# [What the task requires]
Can you reproduce each of the entries below, word for word and line for line?

(Dataset entries)
<<<<

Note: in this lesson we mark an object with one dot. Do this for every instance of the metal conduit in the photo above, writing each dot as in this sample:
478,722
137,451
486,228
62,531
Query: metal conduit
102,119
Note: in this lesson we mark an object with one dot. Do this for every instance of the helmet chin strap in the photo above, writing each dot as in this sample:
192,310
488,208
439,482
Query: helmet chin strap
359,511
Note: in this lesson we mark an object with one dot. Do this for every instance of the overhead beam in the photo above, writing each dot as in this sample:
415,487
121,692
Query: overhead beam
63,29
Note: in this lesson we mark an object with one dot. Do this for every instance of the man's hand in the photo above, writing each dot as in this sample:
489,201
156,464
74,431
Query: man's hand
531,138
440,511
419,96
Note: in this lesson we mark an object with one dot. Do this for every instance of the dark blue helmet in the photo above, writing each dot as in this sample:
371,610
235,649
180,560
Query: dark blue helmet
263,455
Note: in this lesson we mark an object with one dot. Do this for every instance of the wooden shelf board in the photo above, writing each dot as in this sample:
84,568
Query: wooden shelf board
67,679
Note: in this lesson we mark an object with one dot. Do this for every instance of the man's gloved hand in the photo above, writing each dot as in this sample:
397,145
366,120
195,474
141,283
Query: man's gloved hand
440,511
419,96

>>>>

# [Response below]
Note: in this lesson we mark an object with one dot. Do this for every instance of the metal conduit in the photo above, writing each dot as in this sample:
478,722
137,451
486,228
62,531
Query: metal conduit
102,119
Note: in this lesson we mark an object with one dot. Do this for every instance of the helmet chin strap in the photo above, writing each dot as in this sample:
192,310
488,208
439,482
Query: helmet chin strap
359,511
Note: in this lesson we mark an object with one dot. Do this for every instance of the overhead beam in the photo above, writing each dot as in this sample:
415,487
121,692
Query: overhead beam
63,29
Note: in this lesson we mark an object with one dot. Do this for every instance of the man's hand in the photo above, writing each dot as in this sample:
489,201
156,464
74,431
Query: man's hand
531,138
440,511
419,96
Note: in this lesson we mark an object with one dot. Do this for every instance of the dark blue helmet in the photo above, writing each dot as in this sample:
371,610
235,649
180,560
Query: dark blue helmet
263,455
Note: in this lesson we mark an object with one dot. Do this for every instance of the wooden shelf board in the photo above, writing each dot as in this sample:
84,568
Query: wooden shelf board
67,679
Note: in this lesson we mark an object with one dot. Do this for every instance of the man's gloved hand in the photo above, writing each dot as in this sample:
397,145
366,120
195,474
141,283
Query: man's gloved hand
440,511
419,96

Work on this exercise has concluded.